• _WRITTEN PROBLEM 1_:
Decide whether each statement agrees with the sales tax text. Answer yes or no, and quote the deciding words. (a) The sales tax code holds more than $10 billion in special interest loopholes. (b) Under the bill described, the loopholes and credits would end with no chance of renewal. (c) The exemption on food is described as one that may be perfectly justified.
• _WRITTEN PROBLEM 2_:
From the sales tax text, output the stretch from "Think of our" through "spurring  job creation.", copied word for word.

Most glaringly there was no plan to deal with what could be up to a $1.5 billion deficit in Fiscal Year 2015, once the Governor's temporary sales tax disappears and the majority's corporate bailout bill kicks in at full force, giving away more than a half-billion dollars worth of tax cuts to big out of state corporations with no guarantee that they will create new jobs.

That's a pretty huge flaw. It is my belief that we must not waste this economic crisis from which we have suffered for so long. We have to seize the moment and enact true revenue reform so that we don't slide back into the bad old days of billion-dollar deficits. 

Our sales tax is way too high and unstable, and, as Farley report readers know all too well, there are more than $10 billion in special interest loopholes in the sales tax code alone. Most of those laws were enacted thanks to hard work over decades of corporate lobbyists looking to save their clients some big bucks, and they do not serve a wider public interest. 

Think of our sales tax pool as a big bucket filled with money. If that bucket has lots of holes in it, you need more money to fill it up, because so much money leaks out these loopholes -- some of which have been in statute since 1935 and have never been reviewed even once.

We don't have to eliminate all $10 billion, but for every $1 billion worth of loopholes we close, we could lower the state sales tax rate by 1%, helping business and consumers alike, while spurring  job creation.

It is beyond time to do something about this.

That's why I am introducing a bill this week to place a sunset on all sales tax loopholes and income tax credits in our tax code. Some of those loopholes and credits -- like the exemption on food -- may be perfectly justified. Others -- like the exemption on the sale of 4" pipes -- may not be justifiable.

The bill will simply state that each one of the hundreds of loopholes and credits (these are large bills!) will go away unless it is brought back for debate and possible renewal every seven years. All I ask is that these loopholes be brought into the bright light of public perusal on a regular basis.

• _DATA SHOWN_:
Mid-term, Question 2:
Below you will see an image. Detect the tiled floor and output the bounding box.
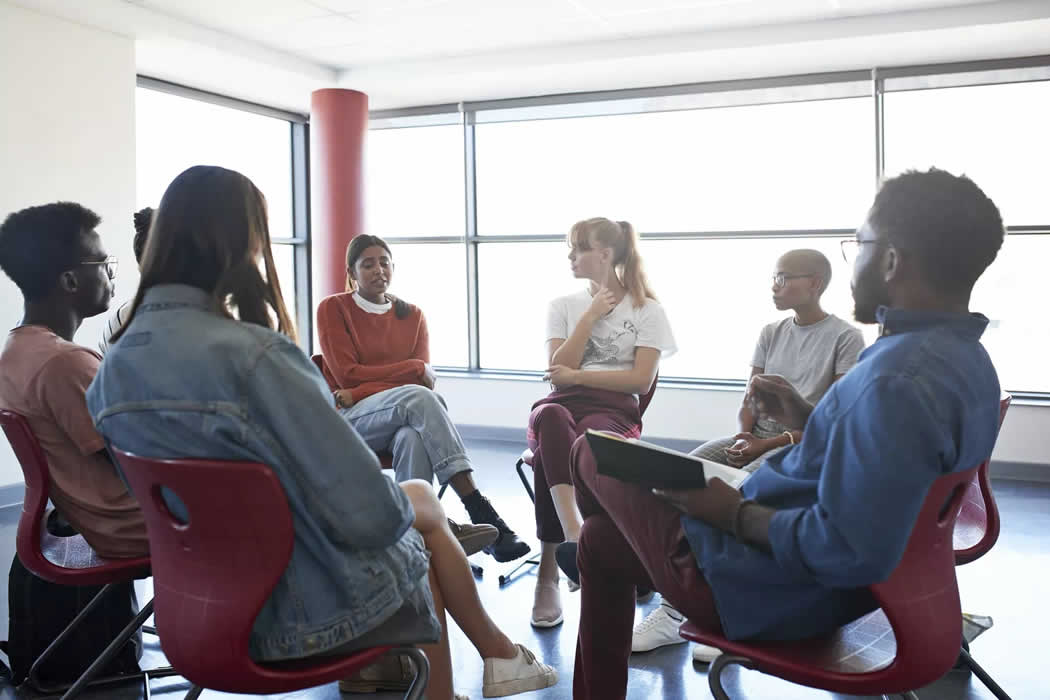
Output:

• _FULL RESPONSE 1_:
(a) Yes: "there are more than $10 billion in special interest loopholes in the sales tax code alone"
(b) No: "will go away unless it is brought back for debate and possible renewal every seven years"
(c) Yes: "Some of those loopholes and credits -- like the exemption on food -- may be perfectly justified."

• _FULL RESPONSE 2_:
Think of our sales tax pool as a big bucket filled with money. If that bucket has lots of holes in it, you need more money to fill it up, because so much money leaks out these loopholes -- some of which have been in statute since 1935 and have never been reviewed even once.

We don't have to eliminate all $10 billion, but for every $1 billion worth of loopholes we close, we could lower the state sales tax rate by 1%, helping business and consumers alike, while spurring  job creation.